[Records from a data collection]
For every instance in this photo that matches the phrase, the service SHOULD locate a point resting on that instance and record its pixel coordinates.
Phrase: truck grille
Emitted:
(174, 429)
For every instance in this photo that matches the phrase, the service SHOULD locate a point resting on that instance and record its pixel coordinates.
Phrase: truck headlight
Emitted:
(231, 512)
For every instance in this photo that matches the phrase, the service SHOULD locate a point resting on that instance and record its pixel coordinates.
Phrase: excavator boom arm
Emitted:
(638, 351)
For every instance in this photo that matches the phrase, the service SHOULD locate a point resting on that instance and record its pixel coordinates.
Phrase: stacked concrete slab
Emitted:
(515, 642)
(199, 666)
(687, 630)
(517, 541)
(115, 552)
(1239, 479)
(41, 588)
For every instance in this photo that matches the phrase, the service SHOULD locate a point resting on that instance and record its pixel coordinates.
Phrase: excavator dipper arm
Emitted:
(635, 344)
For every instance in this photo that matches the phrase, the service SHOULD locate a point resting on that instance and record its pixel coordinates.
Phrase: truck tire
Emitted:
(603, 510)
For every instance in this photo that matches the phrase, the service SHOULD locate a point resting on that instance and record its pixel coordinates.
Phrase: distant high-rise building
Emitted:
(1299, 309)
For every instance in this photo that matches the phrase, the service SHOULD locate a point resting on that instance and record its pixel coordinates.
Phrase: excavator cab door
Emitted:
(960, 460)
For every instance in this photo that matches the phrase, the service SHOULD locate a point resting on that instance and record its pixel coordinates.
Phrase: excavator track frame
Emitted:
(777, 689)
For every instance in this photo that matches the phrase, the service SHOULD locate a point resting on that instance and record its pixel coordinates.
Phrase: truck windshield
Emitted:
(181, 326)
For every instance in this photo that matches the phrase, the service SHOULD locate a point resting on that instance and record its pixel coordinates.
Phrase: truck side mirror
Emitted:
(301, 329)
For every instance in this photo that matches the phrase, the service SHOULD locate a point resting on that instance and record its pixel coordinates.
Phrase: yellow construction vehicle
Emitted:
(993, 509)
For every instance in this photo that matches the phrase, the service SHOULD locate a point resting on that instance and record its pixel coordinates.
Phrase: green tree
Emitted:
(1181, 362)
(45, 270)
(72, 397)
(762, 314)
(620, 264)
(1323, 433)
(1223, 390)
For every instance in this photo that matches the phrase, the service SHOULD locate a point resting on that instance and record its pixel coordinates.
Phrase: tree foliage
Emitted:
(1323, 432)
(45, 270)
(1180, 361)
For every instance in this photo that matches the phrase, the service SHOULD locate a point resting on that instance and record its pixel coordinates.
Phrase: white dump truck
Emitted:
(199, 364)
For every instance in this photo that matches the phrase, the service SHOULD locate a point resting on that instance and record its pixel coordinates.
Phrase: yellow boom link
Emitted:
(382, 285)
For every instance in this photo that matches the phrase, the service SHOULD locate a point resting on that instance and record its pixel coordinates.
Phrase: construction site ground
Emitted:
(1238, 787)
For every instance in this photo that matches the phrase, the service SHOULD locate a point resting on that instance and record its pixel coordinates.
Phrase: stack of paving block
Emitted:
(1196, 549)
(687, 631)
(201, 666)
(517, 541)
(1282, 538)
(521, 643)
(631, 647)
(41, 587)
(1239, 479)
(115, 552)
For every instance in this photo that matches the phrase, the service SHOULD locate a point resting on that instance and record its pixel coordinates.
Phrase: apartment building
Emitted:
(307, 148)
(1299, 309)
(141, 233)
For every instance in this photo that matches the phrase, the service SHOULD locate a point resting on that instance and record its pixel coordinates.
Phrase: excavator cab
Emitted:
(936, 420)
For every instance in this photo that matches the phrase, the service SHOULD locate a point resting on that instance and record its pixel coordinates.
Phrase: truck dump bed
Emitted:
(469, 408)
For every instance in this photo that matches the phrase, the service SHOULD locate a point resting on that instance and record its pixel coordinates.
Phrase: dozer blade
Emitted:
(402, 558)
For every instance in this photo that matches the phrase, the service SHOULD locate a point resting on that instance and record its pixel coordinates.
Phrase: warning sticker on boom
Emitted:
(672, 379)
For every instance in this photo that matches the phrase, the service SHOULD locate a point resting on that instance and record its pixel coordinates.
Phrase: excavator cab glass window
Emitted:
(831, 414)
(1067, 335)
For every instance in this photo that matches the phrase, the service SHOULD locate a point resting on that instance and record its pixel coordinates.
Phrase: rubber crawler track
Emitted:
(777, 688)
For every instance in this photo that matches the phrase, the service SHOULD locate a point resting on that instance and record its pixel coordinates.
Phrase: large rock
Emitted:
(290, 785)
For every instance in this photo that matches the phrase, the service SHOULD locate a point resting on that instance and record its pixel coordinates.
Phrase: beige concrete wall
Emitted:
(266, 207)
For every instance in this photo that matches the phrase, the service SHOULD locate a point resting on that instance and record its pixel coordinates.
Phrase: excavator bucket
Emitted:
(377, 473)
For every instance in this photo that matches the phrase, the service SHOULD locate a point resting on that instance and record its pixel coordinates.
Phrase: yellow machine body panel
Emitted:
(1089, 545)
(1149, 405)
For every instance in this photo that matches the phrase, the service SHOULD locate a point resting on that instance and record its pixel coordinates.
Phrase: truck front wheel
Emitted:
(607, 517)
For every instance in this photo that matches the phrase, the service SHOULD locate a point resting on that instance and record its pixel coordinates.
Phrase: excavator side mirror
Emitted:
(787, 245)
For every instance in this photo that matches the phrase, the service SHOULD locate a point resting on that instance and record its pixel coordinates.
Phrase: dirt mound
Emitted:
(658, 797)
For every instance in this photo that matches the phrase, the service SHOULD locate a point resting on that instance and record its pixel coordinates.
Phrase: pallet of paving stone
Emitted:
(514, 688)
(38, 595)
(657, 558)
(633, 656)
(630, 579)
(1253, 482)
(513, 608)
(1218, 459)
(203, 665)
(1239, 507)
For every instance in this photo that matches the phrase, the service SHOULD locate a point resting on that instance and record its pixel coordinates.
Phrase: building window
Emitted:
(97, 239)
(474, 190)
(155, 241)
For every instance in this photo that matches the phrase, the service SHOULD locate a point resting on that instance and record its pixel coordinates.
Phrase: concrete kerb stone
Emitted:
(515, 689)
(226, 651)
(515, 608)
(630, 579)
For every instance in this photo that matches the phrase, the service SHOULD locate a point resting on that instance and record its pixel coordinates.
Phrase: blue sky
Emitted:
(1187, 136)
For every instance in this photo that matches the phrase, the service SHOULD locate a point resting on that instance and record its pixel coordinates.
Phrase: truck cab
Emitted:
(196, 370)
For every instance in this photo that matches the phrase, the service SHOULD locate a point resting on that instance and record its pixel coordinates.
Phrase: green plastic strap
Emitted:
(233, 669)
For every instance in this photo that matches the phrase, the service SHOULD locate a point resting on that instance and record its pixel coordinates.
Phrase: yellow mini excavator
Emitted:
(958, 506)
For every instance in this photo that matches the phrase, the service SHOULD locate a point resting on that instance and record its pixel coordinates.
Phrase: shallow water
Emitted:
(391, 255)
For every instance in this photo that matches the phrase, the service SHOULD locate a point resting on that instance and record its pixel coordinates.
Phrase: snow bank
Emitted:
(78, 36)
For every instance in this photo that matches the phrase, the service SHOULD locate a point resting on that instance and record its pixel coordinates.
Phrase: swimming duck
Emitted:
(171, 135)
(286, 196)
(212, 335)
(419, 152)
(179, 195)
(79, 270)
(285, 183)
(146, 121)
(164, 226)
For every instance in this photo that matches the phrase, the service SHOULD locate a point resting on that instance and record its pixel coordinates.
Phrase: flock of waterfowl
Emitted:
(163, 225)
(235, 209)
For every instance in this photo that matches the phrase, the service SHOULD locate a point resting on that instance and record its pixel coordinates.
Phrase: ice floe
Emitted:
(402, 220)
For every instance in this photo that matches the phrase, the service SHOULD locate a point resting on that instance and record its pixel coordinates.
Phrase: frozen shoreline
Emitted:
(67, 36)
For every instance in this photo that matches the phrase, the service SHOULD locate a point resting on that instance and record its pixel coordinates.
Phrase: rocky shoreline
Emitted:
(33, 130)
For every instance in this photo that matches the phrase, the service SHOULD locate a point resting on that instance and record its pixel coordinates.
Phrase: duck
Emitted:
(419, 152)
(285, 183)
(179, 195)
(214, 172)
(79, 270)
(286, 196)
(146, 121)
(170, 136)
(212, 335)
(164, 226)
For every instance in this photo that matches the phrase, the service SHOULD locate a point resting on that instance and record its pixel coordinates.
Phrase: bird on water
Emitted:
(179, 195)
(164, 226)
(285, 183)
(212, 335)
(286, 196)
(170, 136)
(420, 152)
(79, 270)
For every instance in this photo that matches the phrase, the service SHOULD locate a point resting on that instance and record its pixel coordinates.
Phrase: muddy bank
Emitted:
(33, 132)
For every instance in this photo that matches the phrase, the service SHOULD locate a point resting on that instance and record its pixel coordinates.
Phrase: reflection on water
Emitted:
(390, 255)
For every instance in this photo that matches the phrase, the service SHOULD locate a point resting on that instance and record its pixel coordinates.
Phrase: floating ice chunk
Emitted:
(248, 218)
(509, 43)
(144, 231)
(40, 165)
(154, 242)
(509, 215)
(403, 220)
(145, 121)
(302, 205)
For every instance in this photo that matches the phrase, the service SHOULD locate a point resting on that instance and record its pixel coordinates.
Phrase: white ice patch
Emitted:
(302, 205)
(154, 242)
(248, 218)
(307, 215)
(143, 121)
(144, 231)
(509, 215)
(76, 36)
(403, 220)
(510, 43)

* **WHAT YOU SHOULD DO**: Count the lines in the material that contain the string "stone", treating uppercase and lowercase as different. Reply with the number only.

* **SOLVED EXERCISE**: 2